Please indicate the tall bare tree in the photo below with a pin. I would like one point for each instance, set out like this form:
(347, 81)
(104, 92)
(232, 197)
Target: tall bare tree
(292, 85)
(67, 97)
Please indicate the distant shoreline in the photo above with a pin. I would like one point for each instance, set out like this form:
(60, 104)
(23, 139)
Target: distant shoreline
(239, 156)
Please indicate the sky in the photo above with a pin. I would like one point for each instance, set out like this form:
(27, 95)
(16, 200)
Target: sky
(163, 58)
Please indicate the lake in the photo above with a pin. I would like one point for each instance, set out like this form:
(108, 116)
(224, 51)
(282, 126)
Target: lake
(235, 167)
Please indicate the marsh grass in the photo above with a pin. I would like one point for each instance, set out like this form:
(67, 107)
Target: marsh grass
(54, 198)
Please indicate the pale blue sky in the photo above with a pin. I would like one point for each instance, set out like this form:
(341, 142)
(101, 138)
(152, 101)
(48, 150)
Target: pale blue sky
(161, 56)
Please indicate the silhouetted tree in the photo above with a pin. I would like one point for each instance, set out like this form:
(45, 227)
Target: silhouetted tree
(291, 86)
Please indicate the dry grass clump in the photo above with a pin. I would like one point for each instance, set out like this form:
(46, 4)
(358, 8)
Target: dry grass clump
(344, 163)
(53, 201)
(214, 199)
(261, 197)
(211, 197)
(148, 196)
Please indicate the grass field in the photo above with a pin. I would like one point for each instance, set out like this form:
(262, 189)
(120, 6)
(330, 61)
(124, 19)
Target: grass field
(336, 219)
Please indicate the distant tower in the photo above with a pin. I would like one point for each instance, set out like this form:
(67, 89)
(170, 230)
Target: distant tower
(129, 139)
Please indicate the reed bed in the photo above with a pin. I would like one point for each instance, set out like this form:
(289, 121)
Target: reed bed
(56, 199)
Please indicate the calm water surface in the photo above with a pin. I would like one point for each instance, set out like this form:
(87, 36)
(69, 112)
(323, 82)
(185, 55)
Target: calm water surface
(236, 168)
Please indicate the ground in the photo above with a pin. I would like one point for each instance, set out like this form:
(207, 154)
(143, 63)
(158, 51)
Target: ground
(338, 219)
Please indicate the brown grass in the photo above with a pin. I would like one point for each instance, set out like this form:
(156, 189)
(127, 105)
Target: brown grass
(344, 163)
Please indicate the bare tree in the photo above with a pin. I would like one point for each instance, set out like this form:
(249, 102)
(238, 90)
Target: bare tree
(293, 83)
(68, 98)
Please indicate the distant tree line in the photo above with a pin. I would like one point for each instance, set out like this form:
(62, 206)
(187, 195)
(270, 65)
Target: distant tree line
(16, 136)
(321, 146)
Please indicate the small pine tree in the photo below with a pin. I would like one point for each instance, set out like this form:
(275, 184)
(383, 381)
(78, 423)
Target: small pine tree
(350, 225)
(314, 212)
────────────────────────────────────────
TASK GOAL:
A single number is required: how many lines in the material hold the word "below".

EXERCISE RESPONSE:
2